• _Objective_
List every line of the listing below that contains the string "blurred". Matches are case-sensitive.

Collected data
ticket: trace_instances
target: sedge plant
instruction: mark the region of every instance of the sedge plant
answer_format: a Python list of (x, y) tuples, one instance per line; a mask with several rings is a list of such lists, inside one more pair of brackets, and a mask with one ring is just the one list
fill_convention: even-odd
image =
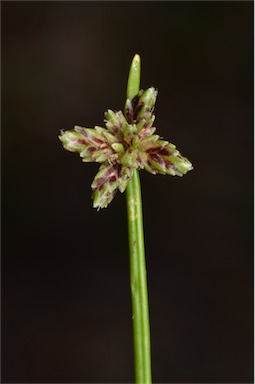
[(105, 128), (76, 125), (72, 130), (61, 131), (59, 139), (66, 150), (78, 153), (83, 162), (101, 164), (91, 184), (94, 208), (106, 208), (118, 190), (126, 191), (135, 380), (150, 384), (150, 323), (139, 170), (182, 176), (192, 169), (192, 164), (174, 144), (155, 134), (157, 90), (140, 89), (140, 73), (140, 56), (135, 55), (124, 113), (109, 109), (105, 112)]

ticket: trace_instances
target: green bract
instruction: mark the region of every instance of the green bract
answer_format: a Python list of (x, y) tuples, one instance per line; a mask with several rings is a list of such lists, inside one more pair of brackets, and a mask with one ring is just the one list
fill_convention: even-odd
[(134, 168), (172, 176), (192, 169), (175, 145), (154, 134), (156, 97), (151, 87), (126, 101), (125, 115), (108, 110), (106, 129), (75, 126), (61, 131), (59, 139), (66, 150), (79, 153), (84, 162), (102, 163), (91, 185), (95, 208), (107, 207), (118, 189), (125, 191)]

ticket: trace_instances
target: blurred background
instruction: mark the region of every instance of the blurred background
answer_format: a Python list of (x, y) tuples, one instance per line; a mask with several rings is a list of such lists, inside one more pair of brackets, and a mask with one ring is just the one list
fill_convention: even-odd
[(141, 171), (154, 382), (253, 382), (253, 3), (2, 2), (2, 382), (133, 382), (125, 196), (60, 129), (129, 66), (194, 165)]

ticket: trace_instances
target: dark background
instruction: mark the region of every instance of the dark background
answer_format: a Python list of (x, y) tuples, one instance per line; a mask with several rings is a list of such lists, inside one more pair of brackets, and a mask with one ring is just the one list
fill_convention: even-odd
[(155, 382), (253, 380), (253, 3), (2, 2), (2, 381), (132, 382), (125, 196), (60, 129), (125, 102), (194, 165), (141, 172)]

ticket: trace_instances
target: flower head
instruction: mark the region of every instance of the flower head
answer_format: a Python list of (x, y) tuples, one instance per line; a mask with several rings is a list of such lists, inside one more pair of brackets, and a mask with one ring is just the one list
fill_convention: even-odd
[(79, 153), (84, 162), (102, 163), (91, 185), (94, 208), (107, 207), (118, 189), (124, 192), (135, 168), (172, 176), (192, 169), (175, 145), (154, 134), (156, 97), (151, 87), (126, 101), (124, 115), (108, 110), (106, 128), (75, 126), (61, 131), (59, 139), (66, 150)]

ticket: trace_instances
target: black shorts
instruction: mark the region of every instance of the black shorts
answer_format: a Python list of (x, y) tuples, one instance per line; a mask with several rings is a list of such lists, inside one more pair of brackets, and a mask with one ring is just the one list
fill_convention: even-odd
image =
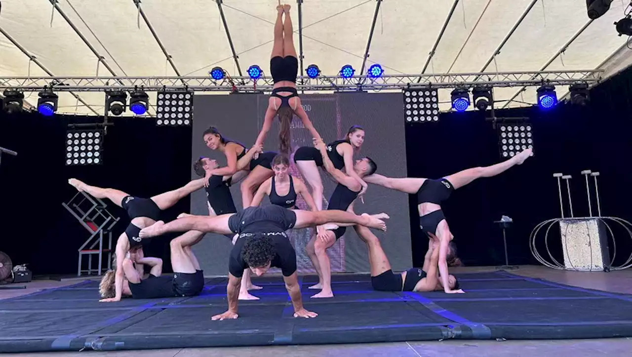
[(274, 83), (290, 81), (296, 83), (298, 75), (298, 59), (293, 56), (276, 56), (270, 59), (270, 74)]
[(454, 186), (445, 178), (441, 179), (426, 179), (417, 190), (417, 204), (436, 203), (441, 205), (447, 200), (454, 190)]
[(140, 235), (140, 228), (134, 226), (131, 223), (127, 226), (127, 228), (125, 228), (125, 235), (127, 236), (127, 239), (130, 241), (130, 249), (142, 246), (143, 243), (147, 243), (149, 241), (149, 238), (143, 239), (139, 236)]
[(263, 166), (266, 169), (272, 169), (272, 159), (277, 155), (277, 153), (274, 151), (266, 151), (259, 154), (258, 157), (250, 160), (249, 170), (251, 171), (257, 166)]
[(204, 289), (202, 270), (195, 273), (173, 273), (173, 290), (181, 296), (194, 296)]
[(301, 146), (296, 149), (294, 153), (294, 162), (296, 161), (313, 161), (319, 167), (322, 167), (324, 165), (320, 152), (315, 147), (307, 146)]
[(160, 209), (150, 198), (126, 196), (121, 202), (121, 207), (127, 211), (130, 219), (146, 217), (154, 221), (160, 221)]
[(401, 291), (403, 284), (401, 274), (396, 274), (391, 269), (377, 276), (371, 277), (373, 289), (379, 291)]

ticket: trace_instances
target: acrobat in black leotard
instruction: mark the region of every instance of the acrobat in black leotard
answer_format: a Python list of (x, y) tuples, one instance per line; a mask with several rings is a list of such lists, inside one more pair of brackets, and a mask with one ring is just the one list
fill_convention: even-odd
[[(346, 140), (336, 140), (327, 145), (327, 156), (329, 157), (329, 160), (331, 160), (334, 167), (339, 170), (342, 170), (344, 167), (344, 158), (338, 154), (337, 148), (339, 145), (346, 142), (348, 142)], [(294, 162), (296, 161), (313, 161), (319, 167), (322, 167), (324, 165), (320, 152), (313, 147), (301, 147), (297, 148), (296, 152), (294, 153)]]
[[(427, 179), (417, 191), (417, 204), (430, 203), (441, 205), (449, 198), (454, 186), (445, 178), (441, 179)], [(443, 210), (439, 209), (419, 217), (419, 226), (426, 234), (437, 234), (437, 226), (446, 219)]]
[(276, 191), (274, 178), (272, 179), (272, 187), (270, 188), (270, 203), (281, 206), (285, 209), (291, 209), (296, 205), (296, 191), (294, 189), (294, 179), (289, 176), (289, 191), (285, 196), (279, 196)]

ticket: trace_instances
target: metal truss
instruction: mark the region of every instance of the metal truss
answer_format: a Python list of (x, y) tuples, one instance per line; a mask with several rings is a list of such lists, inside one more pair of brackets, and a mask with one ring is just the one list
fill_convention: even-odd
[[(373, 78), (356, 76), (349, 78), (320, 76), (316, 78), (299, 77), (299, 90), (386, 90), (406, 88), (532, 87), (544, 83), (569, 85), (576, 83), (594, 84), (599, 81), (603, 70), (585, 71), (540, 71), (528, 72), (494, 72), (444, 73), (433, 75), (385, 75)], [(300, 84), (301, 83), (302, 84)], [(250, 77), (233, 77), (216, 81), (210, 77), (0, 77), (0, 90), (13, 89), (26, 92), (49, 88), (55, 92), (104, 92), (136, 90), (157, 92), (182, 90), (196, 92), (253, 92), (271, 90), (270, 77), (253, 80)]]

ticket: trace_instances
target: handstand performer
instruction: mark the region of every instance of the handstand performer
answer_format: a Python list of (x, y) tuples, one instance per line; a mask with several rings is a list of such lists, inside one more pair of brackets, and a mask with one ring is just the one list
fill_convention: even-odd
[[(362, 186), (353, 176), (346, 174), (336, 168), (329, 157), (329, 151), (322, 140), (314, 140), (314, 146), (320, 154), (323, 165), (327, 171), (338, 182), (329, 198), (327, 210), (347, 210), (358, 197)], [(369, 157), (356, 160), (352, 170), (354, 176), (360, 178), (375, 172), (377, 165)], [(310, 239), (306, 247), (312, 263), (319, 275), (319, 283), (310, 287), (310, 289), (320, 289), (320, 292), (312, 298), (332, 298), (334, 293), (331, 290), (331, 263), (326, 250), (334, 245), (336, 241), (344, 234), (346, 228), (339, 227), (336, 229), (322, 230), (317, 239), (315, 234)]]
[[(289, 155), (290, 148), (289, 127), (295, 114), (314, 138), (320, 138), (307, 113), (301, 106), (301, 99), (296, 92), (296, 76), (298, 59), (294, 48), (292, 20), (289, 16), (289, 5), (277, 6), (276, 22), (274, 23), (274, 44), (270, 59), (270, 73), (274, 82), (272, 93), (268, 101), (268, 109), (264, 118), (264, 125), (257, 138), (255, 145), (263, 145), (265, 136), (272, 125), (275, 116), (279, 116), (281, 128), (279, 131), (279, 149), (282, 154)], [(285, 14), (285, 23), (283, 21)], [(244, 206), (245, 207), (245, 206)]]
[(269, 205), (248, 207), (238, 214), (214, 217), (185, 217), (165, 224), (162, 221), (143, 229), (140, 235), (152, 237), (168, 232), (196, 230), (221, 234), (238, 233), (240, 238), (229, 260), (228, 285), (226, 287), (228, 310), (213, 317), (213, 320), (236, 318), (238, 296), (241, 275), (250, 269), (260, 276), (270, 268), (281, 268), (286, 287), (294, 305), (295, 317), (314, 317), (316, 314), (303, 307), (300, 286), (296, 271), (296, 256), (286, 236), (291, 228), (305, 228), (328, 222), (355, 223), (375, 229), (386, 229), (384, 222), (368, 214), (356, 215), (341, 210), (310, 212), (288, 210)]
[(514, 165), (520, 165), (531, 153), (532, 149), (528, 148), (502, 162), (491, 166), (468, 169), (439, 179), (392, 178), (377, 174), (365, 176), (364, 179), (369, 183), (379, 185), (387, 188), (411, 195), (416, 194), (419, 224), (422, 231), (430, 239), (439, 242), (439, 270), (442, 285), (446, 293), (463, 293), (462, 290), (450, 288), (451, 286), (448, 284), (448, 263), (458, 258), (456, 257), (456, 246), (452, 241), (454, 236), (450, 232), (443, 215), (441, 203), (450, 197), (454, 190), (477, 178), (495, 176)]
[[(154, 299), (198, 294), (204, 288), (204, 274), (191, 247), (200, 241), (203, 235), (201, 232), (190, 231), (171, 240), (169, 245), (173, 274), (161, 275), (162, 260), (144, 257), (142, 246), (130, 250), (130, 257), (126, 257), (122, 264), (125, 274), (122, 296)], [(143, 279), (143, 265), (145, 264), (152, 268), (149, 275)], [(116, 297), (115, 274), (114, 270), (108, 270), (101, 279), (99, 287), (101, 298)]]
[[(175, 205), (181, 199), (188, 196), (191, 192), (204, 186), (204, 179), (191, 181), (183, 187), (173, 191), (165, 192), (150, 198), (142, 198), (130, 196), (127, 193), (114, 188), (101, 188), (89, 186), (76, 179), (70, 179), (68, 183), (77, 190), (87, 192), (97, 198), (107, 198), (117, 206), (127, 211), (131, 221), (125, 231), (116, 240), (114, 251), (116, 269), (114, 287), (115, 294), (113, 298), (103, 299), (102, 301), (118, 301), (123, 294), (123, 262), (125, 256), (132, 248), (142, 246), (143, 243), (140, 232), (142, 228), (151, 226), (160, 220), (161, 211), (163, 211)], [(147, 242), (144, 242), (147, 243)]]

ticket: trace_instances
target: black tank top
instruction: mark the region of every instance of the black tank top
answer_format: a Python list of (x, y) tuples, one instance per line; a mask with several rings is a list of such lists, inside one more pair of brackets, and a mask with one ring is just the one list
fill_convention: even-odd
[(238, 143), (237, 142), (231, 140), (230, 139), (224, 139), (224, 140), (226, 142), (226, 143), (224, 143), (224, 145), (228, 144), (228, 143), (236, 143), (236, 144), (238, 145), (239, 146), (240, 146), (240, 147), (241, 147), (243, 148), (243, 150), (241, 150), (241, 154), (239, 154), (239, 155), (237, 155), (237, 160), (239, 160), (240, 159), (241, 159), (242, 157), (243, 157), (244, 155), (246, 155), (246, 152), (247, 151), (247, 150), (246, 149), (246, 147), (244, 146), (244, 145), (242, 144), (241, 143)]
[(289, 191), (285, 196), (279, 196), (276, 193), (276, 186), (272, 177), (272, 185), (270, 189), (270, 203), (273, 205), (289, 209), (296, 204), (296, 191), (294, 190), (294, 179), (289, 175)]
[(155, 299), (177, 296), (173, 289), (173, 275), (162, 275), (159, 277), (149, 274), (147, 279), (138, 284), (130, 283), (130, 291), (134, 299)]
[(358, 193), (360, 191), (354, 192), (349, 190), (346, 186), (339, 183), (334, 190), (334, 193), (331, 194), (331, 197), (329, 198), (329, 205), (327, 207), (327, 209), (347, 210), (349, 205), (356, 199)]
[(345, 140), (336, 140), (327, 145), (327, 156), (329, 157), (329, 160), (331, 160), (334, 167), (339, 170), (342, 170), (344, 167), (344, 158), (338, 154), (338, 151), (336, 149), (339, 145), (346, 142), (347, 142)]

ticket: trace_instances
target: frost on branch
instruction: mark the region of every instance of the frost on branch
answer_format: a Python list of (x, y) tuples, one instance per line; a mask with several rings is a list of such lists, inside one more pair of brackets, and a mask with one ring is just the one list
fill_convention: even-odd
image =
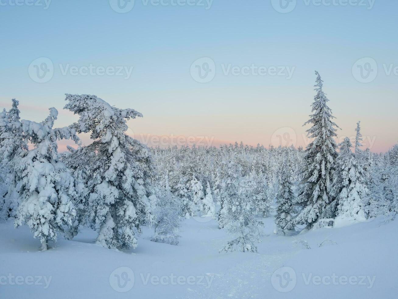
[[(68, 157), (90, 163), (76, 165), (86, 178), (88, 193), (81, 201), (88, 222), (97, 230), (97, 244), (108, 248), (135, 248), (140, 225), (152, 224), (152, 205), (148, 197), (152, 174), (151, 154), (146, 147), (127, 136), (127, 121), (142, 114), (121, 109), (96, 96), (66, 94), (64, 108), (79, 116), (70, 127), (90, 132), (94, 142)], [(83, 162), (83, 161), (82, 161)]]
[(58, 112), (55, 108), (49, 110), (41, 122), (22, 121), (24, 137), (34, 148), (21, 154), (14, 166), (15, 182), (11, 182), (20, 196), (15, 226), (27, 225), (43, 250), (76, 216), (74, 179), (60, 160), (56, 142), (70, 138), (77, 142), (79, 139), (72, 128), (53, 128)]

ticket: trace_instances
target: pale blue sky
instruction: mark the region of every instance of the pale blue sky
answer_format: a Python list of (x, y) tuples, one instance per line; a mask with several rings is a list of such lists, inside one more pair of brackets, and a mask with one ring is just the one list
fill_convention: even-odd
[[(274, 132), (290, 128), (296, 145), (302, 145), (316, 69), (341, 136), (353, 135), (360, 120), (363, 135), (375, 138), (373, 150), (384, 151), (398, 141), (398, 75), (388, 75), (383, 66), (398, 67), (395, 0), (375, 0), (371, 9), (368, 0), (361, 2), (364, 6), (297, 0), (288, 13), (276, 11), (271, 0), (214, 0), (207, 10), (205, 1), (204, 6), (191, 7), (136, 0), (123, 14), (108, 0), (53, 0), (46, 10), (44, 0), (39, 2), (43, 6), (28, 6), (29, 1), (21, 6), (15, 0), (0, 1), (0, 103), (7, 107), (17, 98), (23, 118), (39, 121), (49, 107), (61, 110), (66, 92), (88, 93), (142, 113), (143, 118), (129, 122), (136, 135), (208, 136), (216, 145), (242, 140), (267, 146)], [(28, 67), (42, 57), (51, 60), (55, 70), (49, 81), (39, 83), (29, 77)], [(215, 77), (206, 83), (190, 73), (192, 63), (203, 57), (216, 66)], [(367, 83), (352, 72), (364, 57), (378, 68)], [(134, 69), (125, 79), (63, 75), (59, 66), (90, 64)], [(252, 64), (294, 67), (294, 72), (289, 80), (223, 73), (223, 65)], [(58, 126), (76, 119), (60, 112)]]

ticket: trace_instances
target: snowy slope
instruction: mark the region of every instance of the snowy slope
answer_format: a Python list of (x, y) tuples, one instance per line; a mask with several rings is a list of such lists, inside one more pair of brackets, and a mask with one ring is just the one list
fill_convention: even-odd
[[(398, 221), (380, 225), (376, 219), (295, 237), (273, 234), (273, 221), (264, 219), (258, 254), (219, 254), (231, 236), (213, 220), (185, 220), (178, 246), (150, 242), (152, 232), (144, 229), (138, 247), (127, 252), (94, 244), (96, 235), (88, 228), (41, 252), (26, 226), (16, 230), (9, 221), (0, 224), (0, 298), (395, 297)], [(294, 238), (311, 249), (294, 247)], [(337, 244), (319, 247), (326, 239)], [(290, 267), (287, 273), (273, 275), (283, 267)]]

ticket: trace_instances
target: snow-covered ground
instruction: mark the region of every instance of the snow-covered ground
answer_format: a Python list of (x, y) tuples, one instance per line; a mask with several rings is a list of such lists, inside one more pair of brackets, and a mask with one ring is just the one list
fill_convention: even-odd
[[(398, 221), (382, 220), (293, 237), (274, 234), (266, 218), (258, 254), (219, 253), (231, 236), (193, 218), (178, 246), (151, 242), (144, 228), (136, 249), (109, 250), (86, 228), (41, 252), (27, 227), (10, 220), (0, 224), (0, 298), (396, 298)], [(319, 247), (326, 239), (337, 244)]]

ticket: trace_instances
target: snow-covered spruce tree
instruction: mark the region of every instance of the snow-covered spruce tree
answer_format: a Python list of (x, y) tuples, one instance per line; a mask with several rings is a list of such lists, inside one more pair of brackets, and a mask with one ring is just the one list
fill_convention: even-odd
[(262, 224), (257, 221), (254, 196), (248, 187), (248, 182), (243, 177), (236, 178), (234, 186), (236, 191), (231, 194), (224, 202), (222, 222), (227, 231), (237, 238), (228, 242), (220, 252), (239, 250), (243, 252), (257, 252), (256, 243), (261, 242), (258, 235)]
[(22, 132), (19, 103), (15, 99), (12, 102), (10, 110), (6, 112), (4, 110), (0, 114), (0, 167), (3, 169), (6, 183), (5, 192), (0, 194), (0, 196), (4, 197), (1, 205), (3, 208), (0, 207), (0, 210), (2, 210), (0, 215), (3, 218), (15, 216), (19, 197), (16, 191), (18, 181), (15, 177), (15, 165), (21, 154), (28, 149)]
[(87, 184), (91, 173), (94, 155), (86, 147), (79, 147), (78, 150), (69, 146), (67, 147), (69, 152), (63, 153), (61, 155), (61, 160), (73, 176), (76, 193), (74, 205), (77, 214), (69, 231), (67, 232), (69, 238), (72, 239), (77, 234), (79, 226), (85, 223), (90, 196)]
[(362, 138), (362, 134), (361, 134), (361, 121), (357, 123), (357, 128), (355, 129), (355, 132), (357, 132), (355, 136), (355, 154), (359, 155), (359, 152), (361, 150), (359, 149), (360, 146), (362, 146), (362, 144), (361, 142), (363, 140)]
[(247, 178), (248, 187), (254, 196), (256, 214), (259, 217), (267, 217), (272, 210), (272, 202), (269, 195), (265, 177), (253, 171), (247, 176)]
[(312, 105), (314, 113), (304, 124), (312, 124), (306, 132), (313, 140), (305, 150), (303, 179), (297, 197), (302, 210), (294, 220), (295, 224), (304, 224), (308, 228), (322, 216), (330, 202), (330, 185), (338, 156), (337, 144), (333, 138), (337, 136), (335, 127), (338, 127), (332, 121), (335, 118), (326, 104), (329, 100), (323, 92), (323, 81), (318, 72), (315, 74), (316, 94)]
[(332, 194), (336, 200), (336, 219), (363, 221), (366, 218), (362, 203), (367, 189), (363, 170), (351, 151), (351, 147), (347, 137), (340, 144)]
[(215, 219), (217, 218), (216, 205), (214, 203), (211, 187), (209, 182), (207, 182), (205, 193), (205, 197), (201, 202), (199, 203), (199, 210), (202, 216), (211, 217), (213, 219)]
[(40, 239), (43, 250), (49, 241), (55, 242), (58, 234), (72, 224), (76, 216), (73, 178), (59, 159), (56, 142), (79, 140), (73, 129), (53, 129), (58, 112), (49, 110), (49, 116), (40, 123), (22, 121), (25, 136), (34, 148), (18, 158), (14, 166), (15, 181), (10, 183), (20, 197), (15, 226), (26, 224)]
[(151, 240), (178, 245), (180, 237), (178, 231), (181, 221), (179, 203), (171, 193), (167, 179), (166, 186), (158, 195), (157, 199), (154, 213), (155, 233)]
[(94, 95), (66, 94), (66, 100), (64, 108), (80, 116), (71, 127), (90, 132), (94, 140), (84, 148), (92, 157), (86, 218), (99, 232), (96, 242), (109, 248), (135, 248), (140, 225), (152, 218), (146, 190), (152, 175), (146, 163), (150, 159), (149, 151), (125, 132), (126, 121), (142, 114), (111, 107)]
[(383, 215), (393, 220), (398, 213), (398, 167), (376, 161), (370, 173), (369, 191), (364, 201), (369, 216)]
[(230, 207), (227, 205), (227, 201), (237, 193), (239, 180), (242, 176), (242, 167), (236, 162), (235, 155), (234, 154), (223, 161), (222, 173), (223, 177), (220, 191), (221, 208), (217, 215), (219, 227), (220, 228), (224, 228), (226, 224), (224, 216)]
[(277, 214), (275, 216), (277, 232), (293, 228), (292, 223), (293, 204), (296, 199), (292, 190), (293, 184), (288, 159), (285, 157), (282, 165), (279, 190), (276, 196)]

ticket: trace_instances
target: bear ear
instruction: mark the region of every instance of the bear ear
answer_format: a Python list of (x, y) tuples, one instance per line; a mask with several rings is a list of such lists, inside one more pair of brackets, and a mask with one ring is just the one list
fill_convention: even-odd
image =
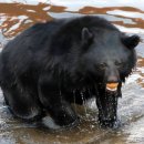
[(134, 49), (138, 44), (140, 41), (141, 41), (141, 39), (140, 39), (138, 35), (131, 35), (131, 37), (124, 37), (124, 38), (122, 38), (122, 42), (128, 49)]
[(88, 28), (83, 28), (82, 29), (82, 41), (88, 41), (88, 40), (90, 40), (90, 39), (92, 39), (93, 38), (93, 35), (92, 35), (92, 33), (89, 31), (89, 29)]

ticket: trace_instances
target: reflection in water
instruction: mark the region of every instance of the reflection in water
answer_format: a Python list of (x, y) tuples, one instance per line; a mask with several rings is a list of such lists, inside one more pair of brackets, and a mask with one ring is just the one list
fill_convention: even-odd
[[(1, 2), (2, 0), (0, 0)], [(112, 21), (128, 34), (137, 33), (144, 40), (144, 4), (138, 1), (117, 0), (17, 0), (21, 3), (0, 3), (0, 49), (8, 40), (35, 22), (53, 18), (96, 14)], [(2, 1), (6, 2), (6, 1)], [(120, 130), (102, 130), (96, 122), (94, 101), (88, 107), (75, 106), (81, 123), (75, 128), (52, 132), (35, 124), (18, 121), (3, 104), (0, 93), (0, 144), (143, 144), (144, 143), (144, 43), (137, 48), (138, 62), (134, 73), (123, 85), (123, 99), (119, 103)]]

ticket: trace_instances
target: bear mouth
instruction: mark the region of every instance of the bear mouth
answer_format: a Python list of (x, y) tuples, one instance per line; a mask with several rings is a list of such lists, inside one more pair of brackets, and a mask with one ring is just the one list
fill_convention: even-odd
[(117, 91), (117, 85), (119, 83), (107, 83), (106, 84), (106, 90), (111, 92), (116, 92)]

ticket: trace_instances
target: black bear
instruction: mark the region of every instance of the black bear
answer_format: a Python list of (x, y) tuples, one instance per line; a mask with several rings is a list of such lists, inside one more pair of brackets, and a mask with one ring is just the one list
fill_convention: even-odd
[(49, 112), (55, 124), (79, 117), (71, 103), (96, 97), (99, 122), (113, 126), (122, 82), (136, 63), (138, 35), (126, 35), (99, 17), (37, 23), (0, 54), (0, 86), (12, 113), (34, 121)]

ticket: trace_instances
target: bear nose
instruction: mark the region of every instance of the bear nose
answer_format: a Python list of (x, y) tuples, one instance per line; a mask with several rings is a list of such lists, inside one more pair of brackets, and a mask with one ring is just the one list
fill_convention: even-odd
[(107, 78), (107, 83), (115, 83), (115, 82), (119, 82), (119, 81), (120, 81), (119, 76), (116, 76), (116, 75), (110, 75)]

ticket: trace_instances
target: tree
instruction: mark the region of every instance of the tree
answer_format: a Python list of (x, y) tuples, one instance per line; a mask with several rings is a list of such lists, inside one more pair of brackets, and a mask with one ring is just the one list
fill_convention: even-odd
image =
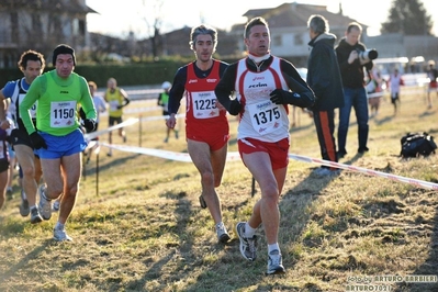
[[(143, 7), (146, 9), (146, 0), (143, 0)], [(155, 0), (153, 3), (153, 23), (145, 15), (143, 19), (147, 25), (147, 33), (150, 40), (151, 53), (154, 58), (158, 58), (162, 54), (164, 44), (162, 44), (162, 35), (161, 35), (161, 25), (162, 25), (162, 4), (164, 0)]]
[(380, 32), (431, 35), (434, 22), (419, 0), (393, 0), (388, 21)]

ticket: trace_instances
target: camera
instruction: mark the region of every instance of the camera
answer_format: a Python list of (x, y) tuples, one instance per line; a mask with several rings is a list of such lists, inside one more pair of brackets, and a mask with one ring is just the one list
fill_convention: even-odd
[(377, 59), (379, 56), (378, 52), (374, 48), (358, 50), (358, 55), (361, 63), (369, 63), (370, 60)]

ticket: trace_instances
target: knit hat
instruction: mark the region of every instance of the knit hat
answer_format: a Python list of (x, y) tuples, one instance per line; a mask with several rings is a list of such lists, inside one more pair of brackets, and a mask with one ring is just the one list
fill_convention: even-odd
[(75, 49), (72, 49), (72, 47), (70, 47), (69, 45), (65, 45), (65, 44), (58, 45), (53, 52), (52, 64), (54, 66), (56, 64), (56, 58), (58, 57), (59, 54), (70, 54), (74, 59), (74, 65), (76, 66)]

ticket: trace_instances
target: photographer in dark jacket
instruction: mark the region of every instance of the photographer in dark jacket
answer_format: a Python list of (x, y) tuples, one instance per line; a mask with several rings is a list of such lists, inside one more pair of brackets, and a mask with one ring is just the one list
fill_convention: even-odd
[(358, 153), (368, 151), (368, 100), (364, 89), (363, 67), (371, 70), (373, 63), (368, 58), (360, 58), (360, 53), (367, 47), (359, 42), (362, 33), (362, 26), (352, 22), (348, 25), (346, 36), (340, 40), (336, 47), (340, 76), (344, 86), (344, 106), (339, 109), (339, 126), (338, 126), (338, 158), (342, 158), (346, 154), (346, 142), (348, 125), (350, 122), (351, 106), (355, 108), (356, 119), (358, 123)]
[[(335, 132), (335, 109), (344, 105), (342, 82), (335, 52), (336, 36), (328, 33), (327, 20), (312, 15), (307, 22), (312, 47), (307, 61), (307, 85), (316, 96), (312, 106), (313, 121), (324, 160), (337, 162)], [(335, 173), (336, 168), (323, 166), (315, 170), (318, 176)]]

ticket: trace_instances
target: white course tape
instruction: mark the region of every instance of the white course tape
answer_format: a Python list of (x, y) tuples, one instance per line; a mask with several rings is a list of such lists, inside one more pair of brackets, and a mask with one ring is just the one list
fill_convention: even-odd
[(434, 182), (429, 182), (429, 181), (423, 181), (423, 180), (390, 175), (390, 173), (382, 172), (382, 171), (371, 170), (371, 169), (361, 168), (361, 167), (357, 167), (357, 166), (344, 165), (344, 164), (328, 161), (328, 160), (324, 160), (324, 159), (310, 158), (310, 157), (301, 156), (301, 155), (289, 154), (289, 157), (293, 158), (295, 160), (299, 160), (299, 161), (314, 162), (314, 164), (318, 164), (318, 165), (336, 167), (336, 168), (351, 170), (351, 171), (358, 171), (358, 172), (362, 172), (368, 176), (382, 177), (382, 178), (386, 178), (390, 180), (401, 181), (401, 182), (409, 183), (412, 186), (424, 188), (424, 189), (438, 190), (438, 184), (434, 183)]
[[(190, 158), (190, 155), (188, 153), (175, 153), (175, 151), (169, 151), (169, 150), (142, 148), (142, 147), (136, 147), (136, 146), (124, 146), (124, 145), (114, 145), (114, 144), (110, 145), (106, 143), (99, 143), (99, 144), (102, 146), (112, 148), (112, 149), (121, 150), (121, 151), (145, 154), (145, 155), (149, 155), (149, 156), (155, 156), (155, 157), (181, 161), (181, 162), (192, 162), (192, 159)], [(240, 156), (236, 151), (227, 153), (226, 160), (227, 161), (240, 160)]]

• _Output below_
target: blurred background
instruction: mark the region of every instance of the blurred background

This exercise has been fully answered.